## Descrizione del problema:
Nel brano sugli "oli designer", come si chiama il sito spagnolo dedicato all'olio da cui arriva la notizia?

## Brano scelto:
====================
Leggo su Olimerca, un sito spagnolo tutto dedicato all’olio, il rischio che corre il nostro olio extravergine di oliva con l’entrata in campo degli “oli designer”, cioè “progettati” in modo tale da riprodurre pari pario i benefici apportati alla salute dell’olio extravergine di oliva a un costo nettamente inferiore. Questi “oli designer” sono destinati a invadere e condizionare il mercato globale, a scapito del consumatore che non ha in cambio i benefici che solo l’olio extravergine di oliva può dare.
Ci dobbiamo chiedere cosa può pensare un consumatore dell’offerta di un olio di mais o di colza e di oliva insieme (vedi etichetta e contro etichetta della bottiglia di plastica) a un prezzo irrisorio o, anche la scritta “colosterol free” e di altre indicazione che esaltano il prodotto. Soprattutto un consumatore non dell’area del Mediterranea ma di cultura anglosassone.
Un campanello d’allarme per il mondo dell’olio extravergine di oliva, proprio nel momento in cui si stanno aprendo nuove strade per questo nostro prodotto, filo conduttore di quel mangiare mediterraneo che ci appartiene. Ho avuto modo, leggendo questo e altri giornali spagnoli, di capire l’impegno che la Spagna sta mettendo in campo con un’attenta strategia di marketing che guarda ai più importanti mercati del mondo. L’Italia ancora una volta arriva tardi e ci arriva con le solite proposte di un piano approvato dalle organizzazioni associative e consortili, che, poi, vuol dire dalle organizzazioni professionali, che è, come sempre, più una spartizione di risorse che un progetto di comunicazione e valorizzazione dell’olio extravergine di oliva.
Mi dispiace dirlo ma è così. Uno spettacolo già visto che non entusiasma più, anzi preoccupa. A pensare che ci sono mille cose possibili da fare con tutto il materiale a disposizione riguardante il territorio dei tanti territori olivicoli italiani e cioè storia, cultura, paesaggio, ambiente, tradizioni! Ma, anche e soprattutto, risultati importanti della ricerca medica che la gran parte degli atenei sono in grado di offrire con il contributo di altri enti e istituzioni, in primo luogo l’Accademia Italiana dell’olivo e dell’olio.
====================
## Informazioni:
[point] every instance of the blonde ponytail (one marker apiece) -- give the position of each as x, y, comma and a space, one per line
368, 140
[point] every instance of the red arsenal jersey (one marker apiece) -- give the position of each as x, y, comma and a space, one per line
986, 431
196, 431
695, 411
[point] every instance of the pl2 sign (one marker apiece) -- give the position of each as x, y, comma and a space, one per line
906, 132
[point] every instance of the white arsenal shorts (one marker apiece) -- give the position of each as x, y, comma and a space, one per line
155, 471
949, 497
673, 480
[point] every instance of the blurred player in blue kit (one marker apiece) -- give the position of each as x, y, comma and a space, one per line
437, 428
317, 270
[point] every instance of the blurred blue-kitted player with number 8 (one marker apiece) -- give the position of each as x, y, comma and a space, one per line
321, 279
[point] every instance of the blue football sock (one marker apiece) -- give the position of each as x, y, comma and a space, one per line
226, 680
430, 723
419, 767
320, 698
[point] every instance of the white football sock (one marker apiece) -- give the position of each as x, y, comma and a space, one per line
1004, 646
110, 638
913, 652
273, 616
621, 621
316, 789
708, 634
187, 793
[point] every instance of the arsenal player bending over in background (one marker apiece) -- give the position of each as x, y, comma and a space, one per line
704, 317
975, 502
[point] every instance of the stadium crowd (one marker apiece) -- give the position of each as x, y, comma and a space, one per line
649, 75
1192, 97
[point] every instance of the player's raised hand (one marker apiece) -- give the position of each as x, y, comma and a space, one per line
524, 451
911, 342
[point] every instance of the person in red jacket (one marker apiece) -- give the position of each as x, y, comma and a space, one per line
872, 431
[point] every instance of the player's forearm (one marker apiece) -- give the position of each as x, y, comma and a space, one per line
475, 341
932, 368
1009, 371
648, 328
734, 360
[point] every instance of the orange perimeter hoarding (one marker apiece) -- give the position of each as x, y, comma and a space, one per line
====================
## Soluzione del problema:
Olimerca.